_ASSIGNMENT_:
Show all the lines in the data below that include the word "skirt".
(AVAILABLE DATA)
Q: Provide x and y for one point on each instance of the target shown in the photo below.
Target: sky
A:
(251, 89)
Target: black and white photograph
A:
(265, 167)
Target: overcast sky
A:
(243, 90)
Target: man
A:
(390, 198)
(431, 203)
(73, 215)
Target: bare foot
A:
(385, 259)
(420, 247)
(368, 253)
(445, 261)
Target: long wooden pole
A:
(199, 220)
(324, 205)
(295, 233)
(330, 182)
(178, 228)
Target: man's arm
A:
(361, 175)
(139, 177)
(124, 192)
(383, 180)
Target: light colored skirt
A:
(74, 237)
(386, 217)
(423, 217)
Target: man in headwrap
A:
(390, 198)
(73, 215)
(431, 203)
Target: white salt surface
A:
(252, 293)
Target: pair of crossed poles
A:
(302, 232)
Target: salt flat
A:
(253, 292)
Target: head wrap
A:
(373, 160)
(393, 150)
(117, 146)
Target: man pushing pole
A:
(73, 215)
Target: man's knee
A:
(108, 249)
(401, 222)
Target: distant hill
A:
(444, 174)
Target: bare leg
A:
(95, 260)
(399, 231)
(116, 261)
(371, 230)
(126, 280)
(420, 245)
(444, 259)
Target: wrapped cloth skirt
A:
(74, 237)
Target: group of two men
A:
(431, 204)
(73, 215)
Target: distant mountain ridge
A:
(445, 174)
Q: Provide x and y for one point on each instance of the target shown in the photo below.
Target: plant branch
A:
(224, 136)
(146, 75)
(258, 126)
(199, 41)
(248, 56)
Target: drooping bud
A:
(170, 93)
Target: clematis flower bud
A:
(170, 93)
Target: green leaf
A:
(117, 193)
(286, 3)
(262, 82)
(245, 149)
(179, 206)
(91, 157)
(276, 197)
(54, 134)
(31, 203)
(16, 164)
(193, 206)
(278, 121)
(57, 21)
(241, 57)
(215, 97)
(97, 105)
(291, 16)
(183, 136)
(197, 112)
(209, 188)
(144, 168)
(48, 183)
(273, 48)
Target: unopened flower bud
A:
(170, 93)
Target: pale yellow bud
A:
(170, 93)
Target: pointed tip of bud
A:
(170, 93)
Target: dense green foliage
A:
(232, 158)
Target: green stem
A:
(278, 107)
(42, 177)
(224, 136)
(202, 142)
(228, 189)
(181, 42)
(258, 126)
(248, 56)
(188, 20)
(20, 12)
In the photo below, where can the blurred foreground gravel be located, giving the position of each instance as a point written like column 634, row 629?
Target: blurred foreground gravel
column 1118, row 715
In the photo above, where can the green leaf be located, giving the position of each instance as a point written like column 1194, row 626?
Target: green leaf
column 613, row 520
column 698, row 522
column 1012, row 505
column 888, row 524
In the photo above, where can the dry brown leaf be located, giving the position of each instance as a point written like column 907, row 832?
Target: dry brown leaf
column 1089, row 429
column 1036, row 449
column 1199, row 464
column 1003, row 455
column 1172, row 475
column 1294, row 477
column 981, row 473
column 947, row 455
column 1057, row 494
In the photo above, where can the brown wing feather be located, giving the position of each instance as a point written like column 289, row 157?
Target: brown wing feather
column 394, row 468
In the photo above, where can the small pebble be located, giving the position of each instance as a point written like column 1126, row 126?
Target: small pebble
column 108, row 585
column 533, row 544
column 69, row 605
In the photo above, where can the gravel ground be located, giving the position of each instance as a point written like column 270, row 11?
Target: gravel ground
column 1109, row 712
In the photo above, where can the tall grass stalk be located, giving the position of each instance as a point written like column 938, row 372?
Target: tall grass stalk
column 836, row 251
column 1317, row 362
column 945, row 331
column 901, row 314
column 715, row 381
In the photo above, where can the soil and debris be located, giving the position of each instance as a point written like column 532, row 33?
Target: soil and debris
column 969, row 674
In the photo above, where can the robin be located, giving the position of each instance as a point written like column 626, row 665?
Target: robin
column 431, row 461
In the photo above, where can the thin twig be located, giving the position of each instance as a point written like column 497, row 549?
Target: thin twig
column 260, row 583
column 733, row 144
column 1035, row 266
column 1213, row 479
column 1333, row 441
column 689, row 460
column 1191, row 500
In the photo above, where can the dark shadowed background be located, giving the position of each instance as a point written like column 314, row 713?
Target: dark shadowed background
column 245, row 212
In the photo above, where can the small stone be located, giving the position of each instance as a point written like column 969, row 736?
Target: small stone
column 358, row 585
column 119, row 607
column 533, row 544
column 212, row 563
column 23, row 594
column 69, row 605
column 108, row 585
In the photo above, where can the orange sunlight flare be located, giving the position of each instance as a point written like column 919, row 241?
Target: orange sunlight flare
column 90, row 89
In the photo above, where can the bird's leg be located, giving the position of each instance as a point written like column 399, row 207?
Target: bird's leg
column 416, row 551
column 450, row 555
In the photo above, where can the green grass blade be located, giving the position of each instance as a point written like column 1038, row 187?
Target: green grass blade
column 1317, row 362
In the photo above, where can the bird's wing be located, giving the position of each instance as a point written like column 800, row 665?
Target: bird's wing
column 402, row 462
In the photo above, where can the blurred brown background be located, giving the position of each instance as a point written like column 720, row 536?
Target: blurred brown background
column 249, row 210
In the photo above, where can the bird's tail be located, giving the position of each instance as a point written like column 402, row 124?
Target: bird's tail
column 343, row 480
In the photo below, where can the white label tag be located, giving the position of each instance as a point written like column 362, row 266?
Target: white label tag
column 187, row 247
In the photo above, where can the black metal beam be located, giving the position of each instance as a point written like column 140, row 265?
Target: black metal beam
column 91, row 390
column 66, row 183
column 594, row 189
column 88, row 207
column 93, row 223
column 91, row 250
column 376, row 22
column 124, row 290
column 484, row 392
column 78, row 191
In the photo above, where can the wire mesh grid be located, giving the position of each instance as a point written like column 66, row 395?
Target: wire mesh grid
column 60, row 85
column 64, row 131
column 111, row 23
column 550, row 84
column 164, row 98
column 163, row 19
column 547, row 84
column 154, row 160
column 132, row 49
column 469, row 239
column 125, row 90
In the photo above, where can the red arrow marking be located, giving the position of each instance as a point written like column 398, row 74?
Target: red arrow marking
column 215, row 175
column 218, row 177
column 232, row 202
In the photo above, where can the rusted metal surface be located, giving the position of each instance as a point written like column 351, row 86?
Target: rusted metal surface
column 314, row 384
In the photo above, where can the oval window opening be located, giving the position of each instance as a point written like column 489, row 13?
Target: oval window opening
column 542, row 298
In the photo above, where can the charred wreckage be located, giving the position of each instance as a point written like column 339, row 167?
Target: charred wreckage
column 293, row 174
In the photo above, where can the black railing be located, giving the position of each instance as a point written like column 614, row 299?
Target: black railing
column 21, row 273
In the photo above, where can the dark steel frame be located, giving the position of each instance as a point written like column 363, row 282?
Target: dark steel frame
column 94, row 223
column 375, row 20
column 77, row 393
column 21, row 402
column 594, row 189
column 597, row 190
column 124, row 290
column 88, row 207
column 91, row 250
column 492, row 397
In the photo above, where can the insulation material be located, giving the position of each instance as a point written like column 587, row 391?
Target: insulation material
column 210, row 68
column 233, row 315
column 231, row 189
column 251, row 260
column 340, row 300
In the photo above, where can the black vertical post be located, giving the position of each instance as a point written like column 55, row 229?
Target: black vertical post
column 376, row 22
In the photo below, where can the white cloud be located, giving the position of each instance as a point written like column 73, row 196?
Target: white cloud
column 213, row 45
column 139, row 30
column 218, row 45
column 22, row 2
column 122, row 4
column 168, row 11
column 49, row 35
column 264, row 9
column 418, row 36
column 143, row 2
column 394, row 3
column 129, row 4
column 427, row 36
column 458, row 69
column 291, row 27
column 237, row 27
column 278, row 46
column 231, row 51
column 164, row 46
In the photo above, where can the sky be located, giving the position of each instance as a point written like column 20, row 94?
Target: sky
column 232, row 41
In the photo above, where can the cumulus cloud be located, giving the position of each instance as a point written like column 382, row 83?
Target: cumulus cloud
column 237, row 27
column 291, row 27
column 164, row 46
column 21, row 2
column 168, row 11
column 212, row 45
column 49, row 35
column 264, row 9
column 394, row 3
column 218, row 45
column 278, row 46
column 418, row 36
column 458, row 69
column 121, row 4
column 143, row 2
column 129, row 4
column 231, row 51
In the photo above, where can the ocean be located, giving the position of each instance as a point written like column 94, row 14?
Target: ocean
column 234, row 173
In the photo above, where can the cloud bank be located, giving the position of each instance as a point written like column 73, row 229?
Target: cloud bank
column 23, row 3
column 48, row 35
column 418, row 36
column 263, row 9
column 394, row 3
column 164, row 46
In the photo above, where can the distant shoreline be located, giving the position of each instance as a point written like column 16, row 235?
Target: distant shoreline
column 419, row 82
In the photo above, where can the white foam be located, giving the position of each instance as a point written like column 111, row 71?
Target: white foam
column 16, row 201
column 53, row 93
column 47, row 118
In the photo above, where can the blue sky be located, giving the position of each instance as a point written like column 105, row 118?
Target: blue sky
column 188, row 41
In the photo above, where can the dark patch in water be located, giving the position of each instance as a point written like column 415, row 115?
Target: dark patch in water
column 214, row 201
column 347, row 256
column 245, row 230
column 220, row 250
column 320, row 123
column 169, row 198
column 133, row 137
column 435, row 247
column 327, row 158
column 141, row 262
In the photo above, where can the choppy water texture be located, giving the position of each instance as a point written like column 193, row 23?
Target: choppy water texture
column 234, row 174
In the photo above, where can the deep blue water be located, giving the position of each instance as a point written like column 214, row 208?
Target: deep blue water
(End AVAILABLE DATA)
_RESULT FOR THIS TASK_:
Target: light colored skirt
Target: wrapped cloth skirt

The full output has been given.